• _Short problem_
Can you give every line of the records below as a numbered list, skipping any blank lines and leaving the pictures out?
"""
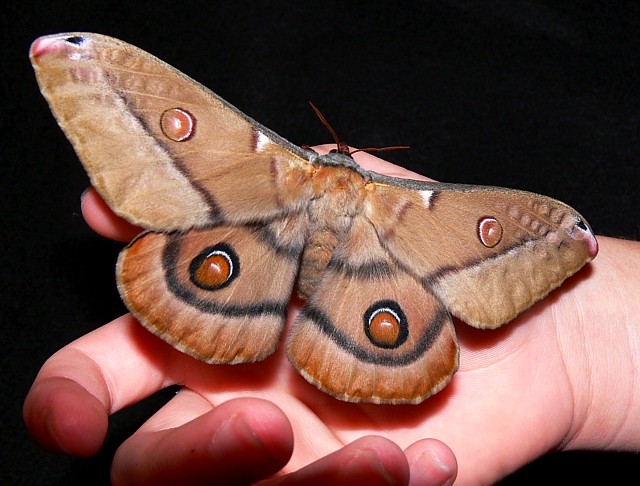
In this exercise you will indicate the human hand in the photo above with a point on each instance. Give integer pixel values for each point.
(514, 398)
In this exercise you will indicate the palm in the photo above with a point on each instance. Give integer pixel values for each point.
(510, 386)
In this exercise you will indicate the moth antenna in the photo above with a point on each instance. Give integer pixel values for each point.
(381, 149)
(342, 147)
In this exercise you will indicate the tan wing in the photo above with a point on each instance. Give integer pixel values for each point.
(487, 253)
(164, 151)
(371, 331)
(218, 294)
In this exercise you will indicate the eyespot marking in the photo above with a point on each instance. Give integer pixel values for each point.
(386, 325)
(215, 267)
(489, 231)
(177, 124)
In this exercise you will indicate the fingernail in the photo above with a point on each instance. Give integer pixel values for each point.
(431, 469)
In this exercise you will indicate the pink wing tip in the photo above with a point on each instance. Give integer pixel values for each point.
(54, 43)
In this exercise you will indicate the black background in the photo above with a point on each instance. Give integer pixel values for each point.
"""
• _Reply_
1. In this exercise you will indicate the human hand in the photo above with a point on each instance. Give integer pixel values for each point.
2. (514, 398)
3. In this exercise you will indicate the palm in the photo above with a point on each instance. Give integer pixel values for each point.
4. (510, 386)
5. In this exercise you will indicate the moth antenna in the photo above with a point on each instance. Give integer pixel values for each point.
6. (381, 149)
7. (342, 147)
8. In this exercise you will indicate the tan wing in the photo above with a point on each instance. Give integer pixel values for each point.
9. (487, 253)
10. (164, 151)
11. (371, 331)
12. (218, 294)
13. In this exercise you will indicate the eyespot marking in the photo above with a point on each instance. Give integer pixel values for each point.
14. (386, 325)
15. (215, 267)
16. (489, 231)
17. (177, 124)
18. In this exercise you will indicate the fingernail in the photo above with a point on each instance. Give integer pixel values for each point.
19. (431, 469)
20. In this exercise you will indicate the pink wing tip in the photo above with a point on each instance. Give integer pixel values for each point.
21. (54, 43)
22. In this exercise you will indicate the black background in the photo above with a point on each instance. Give integer pixel values for each point.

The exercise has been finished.